### QUESTIONS DE COMPRÉHENSION
• A. Répondez aux questions suivantes à partir de l'extrait sur l'écriture :
(i) Quelle invention marque le changement radical dans l'évolution de l'écriture ?
(ii) Quel projet l'idée d'une proximité entre les langues et l'univers artistique a-t-elle inspiré ?
(iii) Par quoi se matérialise la puissance symbolique et plastique des systèmes graphiques de représentation du langage naturel ?
• B. Transcrivez fidèlement le passage de l'extrait sur l'écriture qui commence aux mots « La conviction que » et arrêtez-vous après « leur inscription spatiale. ».

Toutefois, le changement radical dans l’évolution de l’écriture survient avec l’invention des alphabets phonétiques, qui donnent un corps visuel à la parole et mettent en valeur la spécificité sonore de chaque langue. L’idée de dessiner l’acoustique d’une langue, de simplifier le schéma d’un idéogramme, ou même de s’en abstenir, pour reproduire non ce qu’elle signifie mais la parole qui l’exprime oralement, a été le pas décisif vers l’objectivation de certaines langues. Par leur universalité et leur facilité de reproduction et de mémorisation, les signes graphiques porteurs des sons, et leurs combinaisons séquentielles présentent l’une des plus grandes abstractions conçues par l’humanité.

La conviction que la pratique de l’écriture situe les langues comme proches de l’univers artistique, surtout en établissant un lien avec la création d’images, est l’une des idées, qui ont inspiré le projet LIA. L’évolution des écritures a permis les avancées intellectuelles et culturelles des sociétés anciennes, et par conséquent, la construction de divers systèmes langagiers et d’abstractions, qui sont aujourd’hui les objets d’étude de la linguistique. Nous défendrons ici la position que du point de vue de l’art, les systèmes graphiques de représentation du langage naturel disposent d’une puissance symbolique et plastique particulière. Cette puissance se matérialise par la nature formelle des lettres, par leur géométrie et leur inscription spatiale.

### CONTENU DES DONNÉES
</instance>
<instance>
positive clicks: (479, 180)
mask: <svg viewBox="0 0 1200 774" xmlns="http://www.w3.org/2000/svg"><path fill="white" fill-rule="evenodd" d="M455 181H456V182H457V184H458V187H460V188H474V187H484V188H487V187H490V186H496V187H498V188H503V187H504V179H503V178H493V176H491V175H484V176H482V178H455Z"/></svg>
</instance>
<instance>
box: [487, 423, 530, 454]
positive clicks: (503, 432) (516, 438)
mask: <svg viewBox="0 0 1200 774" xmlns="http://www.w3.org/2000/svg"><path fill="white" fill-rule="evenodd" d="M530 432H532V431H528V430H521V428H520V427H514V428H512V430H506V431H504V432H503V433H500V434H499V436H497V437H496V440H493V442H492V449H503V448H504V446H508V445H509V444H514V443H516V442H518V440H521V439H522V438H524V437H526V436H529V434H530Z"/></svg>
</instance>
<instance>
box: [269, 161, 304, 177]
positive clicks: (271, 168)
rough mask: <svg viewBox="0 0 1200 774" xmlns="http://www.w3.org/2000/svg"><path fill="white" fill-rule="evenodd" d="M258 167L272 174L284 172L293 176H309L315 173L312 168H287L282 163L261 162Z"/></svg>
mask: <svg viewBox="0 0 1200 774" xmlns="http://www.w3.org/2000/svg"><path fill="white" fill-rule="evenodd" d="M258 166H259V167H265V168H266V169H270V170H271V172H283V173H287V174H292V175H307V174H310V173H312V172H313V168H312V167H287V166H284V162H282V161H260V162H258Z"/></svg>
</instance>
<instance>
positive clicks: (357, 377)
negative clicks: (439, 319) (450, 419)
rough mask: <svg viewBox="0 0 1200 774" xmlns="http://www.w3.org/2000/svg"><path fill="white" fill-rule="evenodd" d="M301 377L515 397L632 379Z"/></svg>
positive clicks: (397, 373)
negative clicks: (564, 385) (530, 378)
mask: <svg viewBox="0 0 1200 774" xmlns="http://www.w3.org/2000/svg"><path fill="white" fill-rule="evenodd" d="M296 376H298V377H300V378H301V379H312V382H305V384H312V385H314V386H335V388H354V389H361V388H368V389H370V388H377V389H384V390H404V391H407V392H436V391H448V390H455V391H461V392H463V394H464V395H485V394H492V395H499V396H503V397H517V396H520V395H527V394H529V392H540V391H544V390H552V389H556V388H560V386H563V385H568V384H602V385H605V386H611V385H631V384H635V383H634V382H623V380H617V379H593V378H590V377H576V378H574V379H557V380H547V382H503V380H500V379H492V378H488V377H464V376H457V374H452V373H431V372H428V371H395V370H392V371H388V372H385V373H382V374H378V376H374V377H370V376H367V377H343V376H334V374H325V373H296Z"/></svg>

### EXERCICES CORRIGÉS
• A.
(i) L'invention des alphabets phonétiques.
(ii) Le projet LIA.
(iii) Par la nature formelle des lettres, par leur géométrie et leur inscription spatiale.

• B.
La conviction que la pratique de l’écriture situe les langues comme proches de l’univers artistique, surtout en établissant un lien avec la création d’images, est l’une des idées, qui ont inspiré le projet LIA. L’évolution des écritures a permis les avancées intellectuelles et culturelles des sociétés anciennes, et par conséquent, la construction de divers systèmes langagiers et d’abstractions, qui sont aujourd’hui les objets d’étude de la linguistique. Nous défendrons ici la position que du point de vue de l’art, les systèmes graphiques de représentation du langage naturel disposent d’une puissance symbolique et plastique particulière. Cette puissance se matérialise par la nature formelle des lettres, par leur géométrie et leur inscription spatiale.